Exercise text>
The Māori population has seen stability in the 21st century. In the 2013 Census, 598,602 people identified as being part of the Māori ethnic group, accounting for 14.9% of the New Zealand population, while 668,724 people (17.5%) claimed Māori descent. 278,199 people identified as of sole Māori ethnicity, while 291,015 identified as of both European and Māori ethnicity (with or without a third ethnicity), due to a high rate of intermarriage between the two cultures. Under the Maori Affairs Amendment Act 1974, a Māori is defined as "a person of the Māori race of New Zealand; and includes any descendant of such a person", replacing an earlier legal application based on an arbitrarily defined "degree of Maori[sic] blood".

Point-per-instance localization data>
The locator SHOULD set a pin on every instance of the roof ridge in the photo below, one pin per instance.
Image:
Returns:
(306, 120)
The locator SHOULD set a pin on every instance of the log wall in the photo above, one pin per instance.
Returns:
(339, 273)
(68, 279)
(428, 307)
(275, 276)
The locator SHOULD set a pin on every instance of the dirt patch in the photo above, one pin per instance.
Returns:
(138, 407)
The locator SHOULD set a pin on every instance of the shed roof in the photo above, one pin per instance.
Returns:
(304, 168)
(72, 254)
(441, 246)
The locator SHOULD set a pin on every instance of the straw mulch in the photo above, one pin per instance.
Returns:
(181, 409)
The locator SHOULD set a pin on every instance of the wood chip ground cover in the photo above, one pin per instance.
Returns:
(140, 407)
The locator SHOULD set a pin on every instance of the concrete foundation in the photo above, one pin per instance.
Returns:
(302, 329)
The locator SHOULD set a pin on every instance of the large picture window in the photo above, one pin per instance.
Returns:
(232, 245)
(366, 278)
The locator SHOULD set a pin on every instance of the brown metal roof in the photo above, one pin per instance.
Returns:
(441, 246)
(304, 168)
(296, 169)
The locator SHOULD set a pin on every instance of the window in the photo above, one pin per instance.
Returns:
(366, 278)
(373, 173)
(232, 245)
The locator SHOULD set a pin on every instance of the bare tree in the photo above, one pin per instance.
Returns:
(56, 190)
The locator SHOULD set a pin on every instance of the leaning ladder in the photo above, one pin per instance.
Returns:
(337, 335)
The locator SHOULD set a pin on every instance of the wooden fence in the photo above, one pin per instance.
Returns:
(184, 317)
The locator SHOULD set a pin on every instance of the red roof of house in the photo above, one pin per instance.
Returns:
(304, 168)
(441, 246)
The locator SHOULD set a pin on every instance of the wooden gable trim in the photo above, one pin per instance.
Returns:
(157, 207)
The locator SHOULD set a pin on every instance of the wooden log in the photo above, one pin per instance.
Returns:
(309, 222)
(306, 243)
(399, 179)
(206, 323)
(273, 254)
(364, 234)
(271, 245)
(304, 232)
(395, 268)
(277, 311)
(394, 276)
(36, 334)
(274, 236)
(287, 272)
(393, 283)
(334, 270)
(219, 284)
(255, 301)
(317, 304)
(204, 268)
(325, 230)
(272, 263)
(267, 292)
...
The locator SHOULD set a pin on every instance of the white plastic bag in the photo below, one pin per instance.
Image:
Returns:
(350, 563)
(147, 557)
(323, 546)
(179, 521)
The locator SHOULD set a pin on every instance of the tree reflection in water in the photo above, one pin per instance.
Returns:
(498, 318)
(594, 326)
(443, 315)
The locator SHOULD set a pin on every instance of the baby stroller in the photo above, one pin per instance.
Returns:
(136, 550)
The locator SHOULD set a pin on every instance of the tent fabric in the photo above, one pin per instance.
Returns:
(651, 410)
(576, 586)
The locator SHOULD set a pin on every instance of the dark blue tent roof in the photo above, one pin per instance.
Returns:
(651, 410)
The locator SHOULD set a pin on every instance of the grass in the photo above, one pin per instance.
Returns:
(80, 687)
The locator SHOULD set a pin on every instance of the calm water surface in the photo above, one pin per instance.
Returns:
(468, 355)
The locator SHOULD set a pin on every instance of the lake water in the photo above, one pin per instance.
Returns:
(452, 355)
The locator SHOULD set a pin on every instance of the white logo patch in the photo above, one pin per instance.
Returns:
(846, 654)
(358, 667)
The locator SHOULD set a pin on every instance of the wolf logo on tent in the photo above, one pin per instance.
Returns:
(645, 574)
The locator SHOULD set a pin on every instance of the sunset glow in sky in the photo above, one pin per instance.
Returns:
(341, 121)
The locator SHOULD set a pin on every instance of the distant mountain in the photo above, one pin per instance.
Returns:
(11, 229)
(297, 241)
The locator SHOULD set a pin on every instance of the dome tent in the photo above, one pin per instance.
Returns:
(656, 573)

Work request 1>
In the text on the Māori population, how many people identified as being of sole Māori ethnicity in the 2013 Census?
Work request 2>
Please translate this sentence from the text on the Māori population into Spanish: "The Māori population has seen stability in the 21st century."

Exercise result 1>
278,199 people

Exercise result 2>
La población maorí ha tenido estabilidad en el siglo XXI.